> **PROBLEM STATEMENT**
An exact copy of all the records is the expected answer.

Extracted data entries
================
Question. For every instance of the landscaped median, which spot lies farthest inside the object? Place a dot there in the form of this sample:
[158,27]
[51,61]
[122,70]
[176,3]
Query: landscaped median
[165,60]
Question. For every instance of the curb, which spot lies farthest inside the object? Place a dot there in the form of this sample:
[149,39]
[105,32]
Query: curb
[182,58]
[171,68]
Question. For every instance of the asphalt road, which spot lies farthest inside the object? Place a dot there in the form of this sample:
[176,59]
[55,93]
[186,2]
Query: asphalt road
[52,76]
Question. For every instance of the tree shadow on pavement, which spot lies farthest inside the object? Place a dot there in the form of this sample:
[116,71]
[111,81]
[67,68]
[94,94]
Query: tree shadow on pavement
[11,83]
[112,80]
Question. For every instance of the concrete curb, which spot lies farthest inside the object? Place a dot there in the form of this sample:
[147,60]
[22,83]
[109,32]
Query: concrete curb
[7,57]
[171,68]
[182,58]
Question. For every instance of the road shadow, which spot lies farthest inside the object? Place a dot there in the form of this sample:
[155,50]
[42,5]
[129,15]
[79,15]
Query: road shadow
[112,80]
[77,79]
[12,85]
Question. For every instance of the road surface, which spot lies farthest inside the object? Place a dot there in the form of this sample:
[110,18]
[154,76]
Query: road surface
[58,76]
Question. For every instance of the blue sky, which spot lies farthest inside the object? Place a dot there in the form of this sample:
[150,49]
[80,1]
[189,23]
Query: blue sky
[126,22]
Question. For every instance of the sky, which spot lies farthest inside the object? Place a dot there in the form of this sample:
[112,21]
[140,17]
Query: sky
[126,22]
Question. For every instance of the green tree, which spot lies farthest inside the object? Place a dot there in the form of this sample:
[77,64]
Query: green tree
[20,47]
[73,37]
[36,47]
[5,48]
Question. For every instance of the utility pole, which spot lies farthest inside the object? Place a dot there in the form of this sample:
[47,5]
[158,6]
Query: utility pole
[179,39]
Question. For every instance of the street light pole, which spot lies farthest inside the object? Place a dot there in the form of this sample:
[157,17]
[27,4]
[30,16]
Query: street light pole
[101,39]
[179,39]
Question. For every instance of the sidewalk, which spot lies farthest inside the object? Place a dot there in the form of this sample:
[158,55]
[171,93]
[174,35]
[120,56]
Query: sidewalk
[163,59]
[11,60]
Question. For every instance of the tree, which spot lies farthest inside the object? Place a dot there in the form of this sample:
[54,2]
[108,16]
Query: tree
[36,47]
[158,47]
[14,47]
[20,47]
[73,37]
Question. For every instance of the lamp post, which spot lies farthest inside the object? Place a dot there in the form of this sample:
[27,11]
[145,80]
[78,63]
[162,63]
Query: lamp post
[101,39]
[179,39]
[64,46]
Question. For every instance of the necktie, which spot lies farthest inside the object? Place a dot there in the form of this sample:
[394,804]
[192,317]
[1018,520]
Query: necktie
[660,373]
================
> **PROBLEM SOLUTION**
Question. For every instance of the landscaped median, which spot lies farthest inside the object? Place a dot there in the form of this sample:
[158,27]
[51,61]
[122,70]
[176,3]
Query: landscaped median
[165,60]
Question. For every instance of the curb, which spot lies farthest inside the object? Place a dot there in the form of this sample:
[149,39]
[105,32]
Query: curb
[182,58]
[171,68]
Question. For every instance of the asphalt road, which spot lies farthest inside the object? Place a dot there in the form of this sample:
[176,59]
[55,93]
[186,2]
Query: asphalt road
[52,76]
Question. For every instance of the tree shadow on pavement, which spot lies farthest inside the object? Place a dot there in the form of this sample:
[116,71]
[111,81]
[67,68]
[94,94]
Query: tree shadow on pavement
[11,83]
[112,80]
Question. For every instance of the concrete curb, which spot lies farthest inside the object? Place a dot there in the form of this sample:
[147,60]
[22,83]
[109,32]
Query: concrete curb
[7,57]
[171,68]
[182,58]
Question. For every instance of the road shadow, which spot lies farthest inside the object? Place a dot there in the form of this sample:
[155,50]
[42,5]
[129,15]
[79,15]
Query: road shadow
[112,80]
[77,79]
[12,85]
Question. For every instance of the road surface, which spot lies farthest inside the object? Place a dot there in the form of this sample:
[110,18]
[154,76]
Query: road surface
[58,76]
Question. For every instance of the blue sky, which spot lies farthest inside the object? Place a dot there in the form of this sample:
[150,49]
[80,1]
[189,23]
Query: blue sky
[126,22]
Question. For every instance of the sky, which spot lies farthest inside the object? Place a dot there in the form of this sample:
[112,21]
[140,17]
Query: sky
[126,22]
Question. For every instance of the green tree, which spot lies farthest inside the object? Place a dot there in the form of this sample:
[77,64]
Query: green tree
[20,47]
[73,37]
[36,47]
[5,48]
Question. For every instance of the utility pole, which spot lies farthest inside the object? Place a dot there in the form of this sample:
[47,5]
[158,6]
Query: utility pole
[179,39]
Question. For every instance of the street light pole, which spot lies farthest inside the object? Place a dot there in the form of this sample:
[157,17]
[27,4]
[30,16]
Query: street light pole
[101,39]
[179,39]
Question. For every instance of the sidewalk, which spot lies farthest inside the object? Place a dot there in the form of this sample:
[158,55]
[171,93]
[174,35]
[120,56]
Query: sidewalk
[163,59]
[11,60]
Question. For every instance of the tree, which spot lies farthest inside the object? Place a dot there in the form of this sample:
[54,2]
[108,16]
Query: tree
[36,47]
[158,47]
[14,47]
[20,47]
[73,37]
Question. For every instance of the lamp post, which spot lies farthest inside the object? Place a dot there in the form of this sample:
[27,11]
[145,80]
[78,63]
[162,63]
Query: lamp post
[101,39]
[179,39]
[64,46]
Question. For every instance of the necktie, which spot lies farthest inside the object? Place a dot there in the form of this sample:
[394,804]
[192,317]
[1018,520]
Query: necktie
[660,373]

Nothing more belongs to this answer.